== Task to complete ==
Please return every record exactly, with no pictures included.

== Data supplied ==
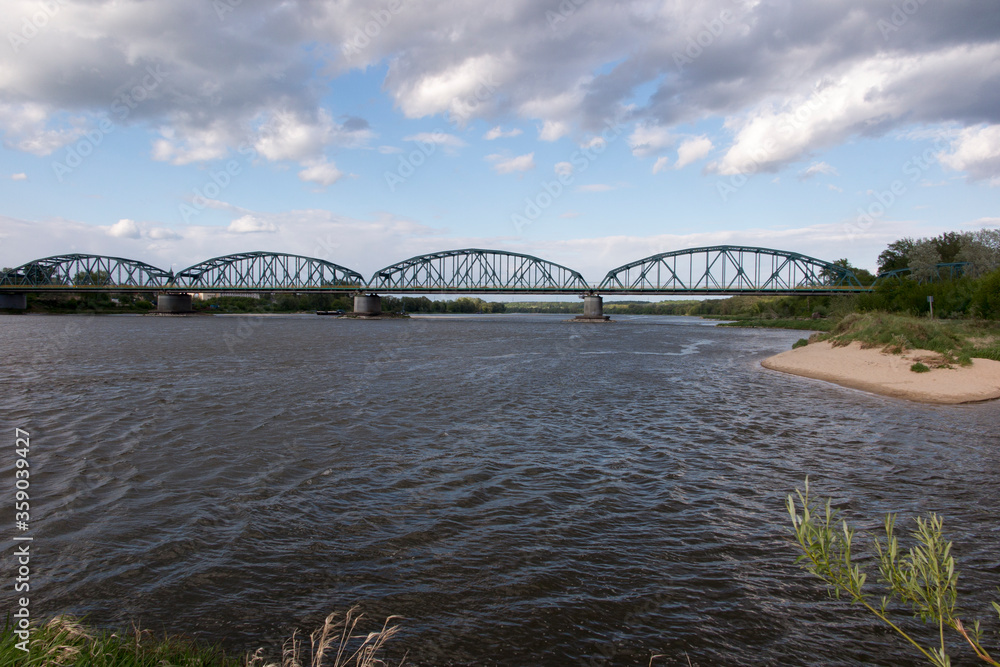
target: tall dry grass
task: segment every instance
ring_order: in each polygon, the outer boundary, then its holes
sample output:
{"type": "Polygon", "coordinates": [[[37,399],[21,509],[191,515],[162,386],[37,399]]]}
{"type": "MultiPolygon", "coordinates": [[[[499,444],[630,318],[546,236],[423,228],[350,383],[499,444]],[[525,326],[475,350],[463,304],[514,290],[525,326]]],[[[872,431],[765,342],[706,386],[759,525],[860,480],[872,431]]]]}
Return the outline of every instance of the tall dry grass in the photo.
{"type": "Polygon", "coordinates": [[[246,667],[386,667],[389,663],[379,655],[400,630],[398,625],[389,624],[401,617],[389,616],[378,632],[359,633],[356,629],[363,617],[357,607],[348,609],[343,618],[330,614],[323,627],[309,635],[308,651],[305,640],[293,632],[282,647],[280,662],[268,662],[261,657],[263,649],[258,649],[247,658],[246,667]],[[327,657],[332,657],[333,662],[325,662],[327,657]]]}
{"type": "MultiPolygon", "coordinates": [[[[280,660],[264,657],[264,649],[230,658],[217,646],[206,646],[181,637],[157,639],[136,626],[117,633],[87,628],[71,616],[56,616],[31,626],[30,651],[17,647],[13,619],[0,630],[0,667],[388,667],[381,654],[386,642],[399,631],[390,616],[377,632],[362,632],[363,614],[351,608],[346,614],[330,614],[323,627],[309,635],[308,643],[293,632],[281,649],[280,660]]],[[[400,661],[400,665],[405,657],[400,661]]]]}

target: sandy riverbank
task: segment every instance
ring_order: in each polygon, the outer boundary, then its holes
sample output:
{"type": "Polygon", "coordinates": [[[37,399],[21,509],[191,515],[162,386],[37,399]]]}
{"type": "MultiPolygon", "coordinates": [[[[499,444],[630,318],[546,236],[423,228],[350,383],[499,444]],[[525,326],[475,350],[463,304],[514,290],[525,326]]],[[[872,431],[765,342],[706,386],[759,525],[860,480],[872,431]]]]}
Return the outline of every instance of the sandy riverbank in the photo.
{"type": "Polygon", "coordinates": [[[884,354],[874,348],[862,349],[856,342],[846,347],[824,342],[782,352],[765,359],[761,365],[921,403],[954,404],[1000,398],[1000,361],[974,359],[971,366],[933,368],[938,356],[927,350],[884,354]],[[910,366],[917,361],[932,366],[931,371],[911,371],[910,366]]]}

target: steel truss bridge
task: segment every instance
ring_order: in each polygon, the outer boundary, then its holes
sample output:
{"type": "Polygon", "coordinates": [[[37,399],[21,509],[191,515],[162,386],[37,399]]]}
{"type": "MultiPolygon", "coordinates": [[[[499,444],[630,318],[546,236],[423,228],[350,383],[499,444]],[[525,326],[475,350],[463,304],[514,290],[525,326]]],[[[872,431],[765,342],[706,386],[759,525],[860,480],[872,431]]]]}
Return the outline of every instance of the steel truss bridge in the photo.
{"type": "Polygon", "coordinates": [[[0,274],[0,291],[36,293],[819,295],[870,289],[831,262],[731,245],[652,255],[612,269],[593,284],[578,271],[538,257],[478,248],[411,257],[369,280],[323,259],[274,252],[215,257],[176,273],[123,257],[58,255],[0,274]]]}
{"type": "MultiPolygon", "coordinates": [[[[967,266],[939,264],[936,274],[962,275],[967,266]]],[[[849,269],[815,257],[732,245],[652,255],[612,269],[594,284],[538,257],[478,248],[411,257],[370,280],[327,260],[275,252],[215,257],[176,273],[123,257],[73,254],[0,273],[0,292],[828,295],[868,292],[909,273],[889,271],[864,286],[849,269]]]]}

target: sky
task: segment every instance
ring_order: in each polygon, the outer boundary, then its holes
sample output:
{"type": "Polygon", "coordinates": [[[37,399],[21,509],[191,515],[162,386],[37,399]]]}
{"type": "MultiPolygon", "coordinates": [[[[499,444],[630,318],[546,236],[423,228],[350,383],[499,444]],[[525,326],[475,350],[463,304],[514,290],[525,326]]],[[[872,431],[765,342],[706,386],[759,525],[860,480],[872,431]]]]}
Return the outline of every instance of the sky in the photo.
{"type": "Polygon", "coordinates": [[[0,266],[441,250],[599,283],[741,244],[874,270],[1000,226],[983,0],[4,0],[0,266]]]}

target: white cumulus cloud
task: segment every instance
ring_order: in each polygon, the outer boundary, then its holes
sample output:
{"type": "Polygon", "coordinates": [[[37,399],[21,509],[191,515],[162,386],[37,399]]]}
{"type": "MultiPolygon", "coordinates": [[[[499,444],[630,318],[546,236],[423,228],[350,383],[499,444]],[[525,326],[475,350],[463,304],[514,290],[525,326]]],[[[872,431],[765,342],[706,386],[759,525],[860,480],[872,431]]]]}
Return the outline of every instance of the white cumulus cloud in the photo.
{"type": "MultiPolygon", "coordinates": [[[[700,136],[685,139],[677,148],[677,162],[674,164],[674,168],[680,169],[682,167],[686,167],[692,162],[701,160],[709,154],[712,148],[714,148],[714,146],[708,137],[700,136]]],[[[653,173],[656,172],[654,171],[653,173]]]]}
{"type": "Polygon", "coordinates": [[[108,234],[120,239],[137,239],[142,236],[142,230],[135,220],[122,218],[108,229],[108,234]]]}
{"type": "Polygon", "coordinates": [[[529,171],[535,168],[534,153],[526,153],[509,159],[494,153],[492,155],[487,155],[486,159],[493,163],[493,170],[498,174],[510,174],[515,171],[529,171]]]}
{"type": "Polygon", "coordinates": [[[939,159],[949,169],[968,172],[972,180],[1000,185],[1000,124],[965,128],[939,159]]]}
{"type": "Polygon", "coordinates": [[[229,223],[229,227],[226,230],[234,234],[255,234],[276,232],[278,231],[278,227],[269,220],[263,220],[247,214],[229,223]]]}
{"type": "Polygon", "coordinates": [[[640,125],[628,138],[632,155],[646,157],[657,155],[674,145],[674,137],[670,130],[656,125],[640,125]]]}
{"type": "Polygon", "coordinates": [[[519,134],[521,134],[521,130],[519,128],[515,127],[513,130],[504,130],[499,125],[497,125],[493,129],[489,130],[486,134],[484,134],[483,139],[485,139],[486,141],[493,141],[494,139],[506,139],[509,137],[516,137],[519,134]]]}
{"type": "Polygon", "coordinates": [[[333,185],[343,178],[343,176],[344,172],[337,169],[337,165],[326,160],[316,160],[306,163],[306,168],[299,172],[300,180],[317,183],[324,187],[333,185]]]}
{"type": "Polygon", "coordinates": [[[836,167],[833,167],[826,162],[813,162],[805,169],[805,171],[802,172],[802,178],[812,178],[818,174],[826,174],[827,176],[840,175],[836,167]]]}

== Expected output ==
target: tall dry grass
task: segment every instance
ring_order: in each polygon, the outer boundary, then its holes
sample output:
{"type": "Polygon", "coordinates": [[[37,399],[21,509],[191,515],[162,386],[37,399]]]}
{"type": "MultiPolygon", "coordinates": [[[[499,444],[630,318],[546,236],[423,228],[350,383],[499,444]],[[525,326],[475,350],[463,304],[514,290],[525,326]]],[[[872,431],[765,342],[706,386],[759,525],[860,480],[872,431]]]]}
Return the outline of every instance of the tall dry grass in the photo.
{"type": "Polygon", "coordinates": [[[246,667],[386,667],[389,663],[379,655],[400,630],[398,625],[389,624],[401,617],[389,616],[378,632],[359,633],[356,629],[363,617],[357,607],[348,609],[343,618],[330,614],[323,627],[309,635],[308,651],[305,640],[293,632],[282,647],[280,662],[268,662],[261,657],[263,649],[258,649],[247,658],[246,667]],[[327,657],[332,657],[333,662],[325,662],[327,657]]]}
{"type": "MultiPolygon", "coordinates": [[[[280,660],[264,657],[264,649],[230,658],[217,646],[206,646],[181,637],[157,639],[136,626],[117,633],[87,628],[71,616],[56,616],[31,626],[30,651],[17,647],[13,619],[0,630],[0,667],[388,667],[381,654],[386,642],[399,631],[390,616],[377,632],[362,632],[363,614],[351,608],[346,614],[330,614],[323,627],[309,635],[308,643],[293,632],[281,649],[280,660]]],[[[400,661],[400,665],[405,657],[400,661]]]]}

target: sandy riverbank
task: segment every instance
ring_order: in each polygon, the outer boundary, then its holes
sample output:
{"type": "Polygon", "coordinates": [[[37,399],[21,509],[191,515],[162,386],[37,399]]]}
{"type": "MultiPolygon", "coordinates": [[[[499,444],[630,318],[546,236],[423,228],[350,383],[499,444]],[[525,326],[475,350],[463,304],[514,290],[525,326]]],[[[872,431],[765,342],[706,386],[759,525],[860,480],[872,431]]]]}
Return the outline of every instance of the sandy riverbank in the photo.
{"type": "Polygon", "coordinates": [[[884,354],[874,348],[862,349],[856,342],[846,347],[824,342],[782,352],[765,359],[761,365],[921,403],[954,404],[1000,398],[1000,361],[974,359],[971,366],[933,368],[938,356],[927,350],[884,354]],[[910,366],[917,361],[932,366],[931,371],[911,371],[910,366]]]}

target: steel truss bridge
task: segment every instance
ring_order: in each polygon, the outer boundary, then its holes
sample output:
{"type": "Polygon", "coordinates": [[[37,399],[21,509],[191,515],[162,386],[37,399]]]}
{"type": "MultiPolygon", "coordinates": [[[[499,444],[630,318],[546,236],[423,228],[350,383],[499,444]],[[525,326],[475,350],[463,304],[514,290],[525,326]]],[[[872,431],[765,342],[706,386],[759,525],[860,480],[872,431]]]]}
Return the outline of every instance of the steel truss bridge in the photo.
{"type": "Polygon", "coordinates": [[[0,274],[0,291],[36,293],[819,295],[870,289],[831,262],[731,245],[652,255],[612,269],[593,284],[578,271],[538,257],[478,248],[411,257],[369,280],[323,259],[274,252],[215,257],[176,273],[123,257],[58,255],[0,274]]]}
{"type": "MultiPolygon", "coordinates": [[[[967,266],[939,264],[936,274],[962,275],[967,266]]],[[[849,269],[815,257],[732,245],[652,255],[612,269],[594,284],[538,257],[478,248],[411,257],[370,280],[327,260],[275,252],[215,257],[176,273],[123,257],[73,254],[0,273],[0,292],[828,295],[868,292],[909,273],[889,271],[864,286],[849,269]]]]}

target: sky
task: segment every instance
ring_order: in each polygon, the outer boundary, then its holes
sample output:
{"type": "Polygon", "coordinates": [[[37,399],[21,509],[191,515],[162,386],[37,399]]]}
{"type": "MultiPolygon", "coordinates": [[[[499,444],[630,318],[546,236],[423,228],[350,383],[499,444]],[[525,326],[475,350],[463,304],[514,290],[525,326]]],[[[872,431],[765,342],[706,386],[759,525],[860,480],[872,431]]]]}
Return the outline of every instance of the sky in the photo.
{"type": "Polygon", "coordinates": [[[0,266],[441,250],[599,283],[741,244],[874,270],[1000,226],[983,0],[4,0],[0,266]]]}

target: white cumulus cloud
task: segment every instance
ring_order: in each polygon, the outer boundary, then its holes
sample output:
{"type": "Polygon", "coordinates": [[[37,399],[21,509],[191,515],[162,386],[37,399]]]}
{"type": "MultiPolygon", "coordinates": [[[[499,444],[630,318],[546,236],[423,228],[350,383],[499,444]],[[525,326],[475,350],[463,304],[514,290],[525,326]]],[[[872,431],[765,342],[706,386],[759,525],[860,480],[872,431]]]]}
Return the outline of every instance of the white cumulus cloud in the photo.
{"type": "MultiPolygon", "coordinates": [[[[700,136],[685,139],[677,148],[677,162],[674,164],[674,168],[680,169],[682,167],[686,167],[692,162],[701,160],[709,154],[712,148],[714,148],[714,146],[708,137],[700,136]]],[[[653,173],[656,172],[654,171],[653,173]]]]}
{"type": "Polygon", "coordinates": [[[108,234],[120,239],[137,239],[142,236],[142,230],[135,220],[122,218],[108,229],[108,234]]]}
{"type": "Polygon", "coordinates": [[[529,171],[535,168],[534,153],[526,153],[509,159],[494,153],[492,155],[487,155],[486,159],[493,163],[493,170],[498,174],[510,174],[515,171],[529,171]]]}
{"type": "Polygon", "coordinates": [[[939,159],[949,169],[968,172],[972,180],[1000,185],[1000,124],[965,128],[939,159]]]}
{"type": "Polygon", "coordinates": [[[229,223],[229,227],[226,230],[234,234],[255,234],[276,232],[278,231],[278,227],[269,220],[263,220],[247,214],[229,223]]]}
{"type": "Polygon", "coordinates": [[[640,125],[628,138],[632,155],[646,157],[657,155],[674,145],[674,137],[670,130],[656,125],[640,125]]]}
{"type": "Polygon", "coordinates": [[[519,134],[521,134],[521,130],[519,128],[515,127],[513,130],[504,130],[499,125],[497,125],[493,129],[489,130],[486,134],[484,134],[483,139],[485,139],[486,141],[493,141],[494,139],[506,139],[509,137],[516,137],[519,134]]]}
{"type": "Polygon", "coordinates": [[[333,185],[343,178],[343,176],[344,172],[337,169],[337,165],[326,160],[316,160],[306,163],[306,168],[299,172],[300,180],[317,183],[324,187],[333,185]]]}
{"type": "Polygon", "coordinates": [[[836,167],[833,167],[826,162],[813,162],[805,169],[805,171],[802,172],[802,178],[812,178],[818,174],[826,174],[827,176],[840,175],[836,167]]]}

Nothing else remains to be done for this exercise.